| EXERCISE INSTRUCTIONS |
Reproduce the lines of the records below verbatim, starting at the line containing "like point(12, 313)." and ending at the line containing "point(780, 356)", with both of those lines included.

(Raw records)
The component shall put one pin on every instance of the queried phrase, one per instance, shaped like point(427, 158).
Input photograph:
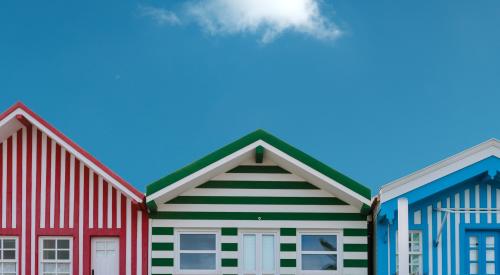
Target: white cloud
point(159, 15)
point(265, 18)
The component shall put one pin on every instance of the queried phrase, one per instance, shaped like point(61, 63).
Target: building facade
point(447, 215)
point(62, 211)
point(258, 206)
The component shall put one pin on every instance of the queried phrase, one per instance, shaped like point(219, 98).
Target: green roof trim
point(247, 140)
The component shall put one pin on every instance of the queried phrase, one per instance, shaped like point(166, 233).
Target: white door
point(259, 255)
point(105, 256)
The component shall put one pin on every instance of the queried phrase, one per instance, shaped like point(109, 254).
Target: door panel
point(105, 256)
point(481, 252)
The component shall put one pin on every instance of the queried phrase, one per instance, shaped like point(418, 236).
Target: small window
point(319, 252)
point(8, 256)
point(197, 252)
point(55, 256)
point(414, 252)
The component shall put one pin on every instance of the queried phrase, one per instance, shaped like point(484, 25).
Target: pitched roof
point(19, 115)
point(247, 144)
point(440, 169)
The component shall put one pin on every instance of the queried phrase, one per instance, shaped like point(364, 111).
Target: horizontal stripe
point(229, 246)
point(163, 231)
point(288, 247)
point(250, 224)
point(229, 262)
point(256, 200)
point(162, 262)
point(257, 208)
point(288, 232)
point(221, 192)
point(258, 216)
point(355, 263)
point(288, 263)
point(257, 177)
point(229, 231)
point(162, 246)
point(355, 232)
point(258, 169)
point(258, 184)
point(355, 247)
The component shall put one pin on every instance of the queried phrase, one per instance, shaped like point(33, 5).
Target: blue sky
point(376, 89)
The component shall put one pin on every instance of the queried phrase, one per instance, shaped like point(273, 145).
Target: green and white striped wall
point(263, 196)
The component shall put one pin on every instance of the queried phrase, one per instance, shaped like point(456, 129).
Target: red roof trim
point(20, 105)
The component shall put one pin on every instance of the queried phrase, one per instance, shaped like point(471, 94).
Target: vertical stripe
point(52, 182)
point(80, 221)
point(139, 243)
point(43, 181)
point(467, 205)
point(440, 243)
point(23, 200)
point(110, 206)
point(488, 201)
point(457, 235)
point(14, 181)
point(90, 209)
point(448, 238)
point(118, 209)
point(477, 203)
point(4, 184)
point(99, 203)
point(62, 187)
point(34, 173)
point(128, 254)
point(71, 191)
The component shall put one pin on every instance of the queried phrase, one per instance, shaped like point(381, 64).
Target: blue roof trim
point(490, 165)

---

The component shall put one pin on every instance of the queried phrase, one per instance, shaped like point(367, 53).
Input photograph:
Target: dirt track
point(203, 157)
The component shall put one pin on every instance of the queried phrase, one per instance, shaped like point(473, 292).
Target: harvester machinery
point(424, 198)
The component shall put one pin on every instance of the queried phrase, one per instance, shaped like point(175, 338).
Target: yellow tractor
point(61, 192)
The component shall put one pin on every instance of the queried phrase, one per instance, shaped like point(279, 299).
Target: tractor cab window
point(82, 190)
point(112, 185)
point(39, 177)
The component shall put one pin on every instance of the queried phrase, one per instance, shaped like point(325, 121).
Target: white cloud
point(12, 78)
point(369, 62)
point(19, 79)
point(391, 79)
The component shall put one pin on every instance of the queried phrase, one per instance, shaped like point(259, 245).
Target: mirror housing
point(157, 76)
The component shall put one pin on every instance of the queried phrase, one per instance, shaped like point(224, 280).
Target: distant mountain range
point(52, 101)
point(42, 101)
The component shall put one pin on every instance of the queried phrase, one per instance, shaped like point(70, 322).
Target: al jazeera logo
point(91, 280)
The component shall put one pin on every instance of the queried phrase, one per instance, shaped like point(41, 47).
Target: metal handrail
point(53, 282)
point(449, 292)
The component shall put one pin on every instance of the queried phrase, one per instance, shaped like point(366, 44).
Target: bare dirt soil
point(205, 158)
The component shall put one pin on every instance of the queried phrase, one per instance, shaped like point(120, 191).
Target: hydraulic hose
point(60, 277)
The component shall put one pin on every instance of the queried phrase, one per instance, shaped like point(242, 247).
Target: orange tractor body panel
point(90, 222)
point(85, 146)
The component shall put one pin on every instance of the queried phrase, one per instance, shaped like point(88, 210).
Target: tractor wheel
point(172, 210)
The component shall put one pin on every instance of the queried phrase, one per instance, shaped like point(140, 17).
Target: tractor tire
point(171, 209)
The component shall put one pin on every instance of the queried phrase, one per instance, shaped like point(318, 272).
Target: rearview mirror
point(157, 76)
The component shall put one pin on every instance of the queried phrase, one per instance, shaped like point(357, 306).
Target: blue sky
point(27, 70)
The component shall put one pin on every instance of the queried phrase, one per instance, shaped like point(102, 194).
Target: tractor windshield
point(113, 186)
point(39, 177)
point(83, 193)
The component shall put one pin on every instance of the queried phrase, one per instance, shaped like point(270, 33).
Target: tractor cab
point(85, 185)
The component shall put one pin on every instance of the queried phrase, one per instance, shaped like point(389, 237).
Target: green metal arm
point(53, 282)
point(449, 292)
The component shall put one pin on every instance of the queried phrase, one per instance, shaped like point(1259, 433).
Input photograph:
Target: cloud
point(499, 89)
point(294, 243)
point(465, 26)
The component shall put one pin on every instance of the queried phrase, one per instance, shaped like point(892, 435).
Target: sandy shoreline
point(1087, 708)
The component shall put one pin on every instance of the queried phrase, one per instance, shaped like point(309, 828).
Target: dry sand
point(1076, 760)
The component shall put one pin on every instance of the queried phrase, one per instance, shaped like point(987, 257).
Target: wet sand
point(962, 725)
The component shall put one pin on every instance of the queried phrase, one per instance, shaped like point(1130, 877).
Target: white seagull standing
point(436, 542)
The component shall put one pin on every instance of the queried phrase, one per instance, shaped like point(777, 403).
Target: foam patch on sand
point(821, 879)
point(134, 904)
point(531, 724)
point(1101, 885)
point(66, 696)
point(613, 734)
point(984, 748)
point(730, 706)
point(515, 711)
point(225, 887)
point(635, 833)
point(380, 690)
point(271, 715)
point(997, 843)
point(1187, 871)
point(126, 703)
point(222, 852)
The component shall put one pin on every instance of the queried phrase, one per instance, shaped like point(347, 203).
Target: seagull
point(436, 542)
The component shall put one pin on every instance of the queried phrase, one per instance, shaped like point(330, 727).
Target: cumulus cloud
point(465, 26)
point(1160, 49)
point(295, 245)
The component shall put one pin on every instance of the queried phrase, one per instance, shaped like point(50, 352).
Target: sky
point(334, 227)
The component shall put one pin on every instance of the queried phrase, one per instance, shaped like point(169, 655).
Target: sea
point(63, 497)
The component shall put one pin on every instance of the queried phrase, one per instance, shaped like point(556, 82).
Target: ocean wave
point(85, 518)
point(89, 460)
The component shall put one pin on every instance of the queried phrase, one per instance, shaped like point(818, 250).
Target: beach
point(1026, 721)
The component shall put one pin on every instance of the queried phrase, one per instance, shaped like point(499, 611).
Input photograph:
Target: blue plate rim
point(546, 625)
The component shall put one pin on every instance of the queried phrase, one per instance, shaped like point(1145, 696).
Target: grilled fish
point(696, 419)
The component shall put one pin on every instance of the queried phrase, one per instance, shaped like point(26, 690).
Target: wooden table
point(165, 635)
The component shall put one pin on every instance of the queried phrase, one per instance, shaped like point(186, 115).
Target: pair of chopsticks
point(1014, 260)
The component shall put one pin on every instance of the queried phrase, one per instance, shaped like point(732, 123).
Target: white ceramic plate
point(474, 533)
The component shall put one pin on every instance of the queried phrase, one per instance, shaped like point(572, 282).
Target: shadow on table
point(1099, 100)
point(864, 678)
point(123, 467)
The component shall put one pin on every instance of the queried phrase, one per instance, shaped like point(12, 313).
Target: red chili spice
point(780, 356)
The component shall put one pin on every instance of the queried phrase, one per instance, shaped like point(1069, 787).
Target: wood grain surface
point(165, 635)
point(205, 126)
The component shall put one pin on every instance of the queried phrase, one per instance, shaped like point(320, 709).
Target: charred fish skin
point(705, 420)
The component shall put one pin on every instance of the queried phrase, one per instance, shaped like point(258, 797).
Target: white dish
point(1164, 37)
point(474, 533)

...

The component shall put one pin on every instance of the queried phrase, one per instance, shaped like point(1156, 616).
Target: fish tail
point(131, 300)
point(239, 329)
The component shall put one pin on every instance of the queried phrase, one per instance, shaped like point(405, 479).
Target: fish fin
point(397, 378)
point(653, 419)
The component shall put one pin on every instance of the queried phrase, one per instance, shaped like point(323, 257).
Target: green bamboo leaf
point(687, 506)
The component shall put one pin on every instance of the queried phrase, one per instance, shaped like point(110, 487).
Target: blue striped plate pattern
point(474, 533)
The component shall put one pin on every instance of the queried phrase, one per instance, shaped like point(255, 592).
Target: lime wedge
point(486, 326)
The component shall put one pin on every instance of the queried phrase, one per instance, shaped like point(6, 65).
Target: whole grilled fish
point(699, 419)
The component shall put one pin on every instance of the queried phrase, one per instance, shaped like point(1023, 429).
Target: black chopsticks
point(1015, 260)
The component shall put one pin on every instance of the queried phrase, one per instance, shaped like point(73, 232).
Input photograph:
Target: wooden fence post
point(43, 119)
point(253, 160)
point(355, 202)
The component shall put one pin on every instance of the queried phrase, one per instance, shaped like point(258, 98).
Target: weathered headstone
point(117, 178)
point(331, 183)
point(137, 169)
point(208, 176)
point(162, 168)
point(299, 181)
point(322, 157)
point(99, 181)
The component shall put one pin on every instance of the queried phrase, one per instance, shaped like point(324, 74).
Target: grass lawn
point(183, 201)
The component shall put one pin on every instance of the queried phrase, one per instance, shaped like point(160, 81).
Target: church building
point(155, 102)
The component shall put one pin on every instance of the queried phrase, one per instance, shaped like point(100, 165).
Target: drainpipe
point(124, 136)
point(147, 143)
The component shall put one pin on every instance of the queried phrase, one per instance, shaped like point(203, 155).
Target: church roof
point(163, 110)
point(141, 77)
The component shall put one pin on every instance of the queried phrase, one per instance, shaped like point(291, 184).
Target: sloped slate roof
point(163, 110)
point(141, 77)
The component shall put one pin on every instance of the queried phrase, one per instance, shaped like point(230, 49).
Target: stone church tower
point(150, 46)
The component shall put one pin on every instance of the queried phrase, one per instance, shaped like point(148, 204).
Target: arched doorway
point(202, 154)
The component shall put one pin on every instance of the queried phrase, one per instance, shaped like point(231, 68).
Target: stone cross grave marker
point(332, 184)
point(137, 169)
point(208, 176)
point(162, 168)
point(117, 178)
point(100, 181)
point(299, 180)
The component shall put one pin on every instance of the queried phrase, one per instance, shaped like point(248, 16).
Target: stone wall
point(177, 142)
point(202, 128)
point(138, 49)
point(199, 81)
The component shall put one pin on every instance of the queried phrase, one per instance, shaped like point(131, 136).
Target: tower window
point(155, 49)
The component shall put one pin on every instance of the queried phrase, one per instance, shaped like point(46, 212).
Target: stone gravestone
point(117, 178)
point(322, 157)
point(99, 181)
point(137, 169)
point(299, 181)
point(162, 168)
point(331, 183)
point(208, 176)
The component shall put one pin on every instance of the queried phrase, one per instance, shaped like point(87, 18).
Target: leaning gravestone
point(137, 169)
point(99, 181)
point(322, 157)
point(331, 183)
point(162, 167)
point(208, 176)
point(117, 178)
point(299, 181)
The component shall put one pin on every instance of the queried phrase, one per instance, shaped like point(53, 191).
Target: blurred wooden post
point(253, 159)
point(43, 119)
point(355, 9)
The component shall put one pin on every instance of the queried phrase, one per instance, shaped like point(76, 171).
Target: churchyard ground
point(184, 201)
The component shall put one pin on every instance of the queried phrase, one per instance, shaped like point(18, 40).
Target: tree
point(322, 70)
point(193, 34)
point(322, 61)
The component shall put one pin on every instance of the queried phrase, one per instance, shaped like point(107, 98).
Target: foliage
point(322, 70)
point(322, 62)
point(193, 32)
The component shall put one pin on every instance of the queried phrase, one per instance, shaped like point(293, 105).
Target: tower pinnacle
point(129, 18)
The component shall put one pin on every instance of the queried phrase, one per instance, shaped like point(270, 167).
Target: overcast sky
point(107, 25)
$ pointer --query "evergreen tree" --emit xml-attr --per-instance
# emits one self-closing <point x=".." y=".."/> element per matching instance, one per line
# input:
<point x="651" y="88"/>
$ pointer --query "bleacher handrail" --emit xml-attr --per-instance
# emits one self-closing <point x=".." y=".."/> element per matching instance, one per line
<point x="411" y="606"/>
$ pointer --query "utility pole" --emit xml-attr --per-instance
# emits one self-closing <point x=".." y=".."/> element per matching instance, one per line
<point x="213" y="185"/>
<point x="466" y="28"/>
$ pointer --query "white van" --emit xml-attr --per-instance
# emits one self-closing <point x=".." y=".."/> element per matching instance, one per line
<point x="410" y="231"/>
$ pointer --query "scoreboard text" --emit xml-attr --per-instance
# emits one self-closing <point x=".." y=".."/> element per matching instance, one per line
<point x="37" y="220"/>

| FULL RESPONSE |
The component shall put one pin on every instance of the queried phrase, one per instance, shaped like point(12, 313).
Target: red chili spice
point(780, 356)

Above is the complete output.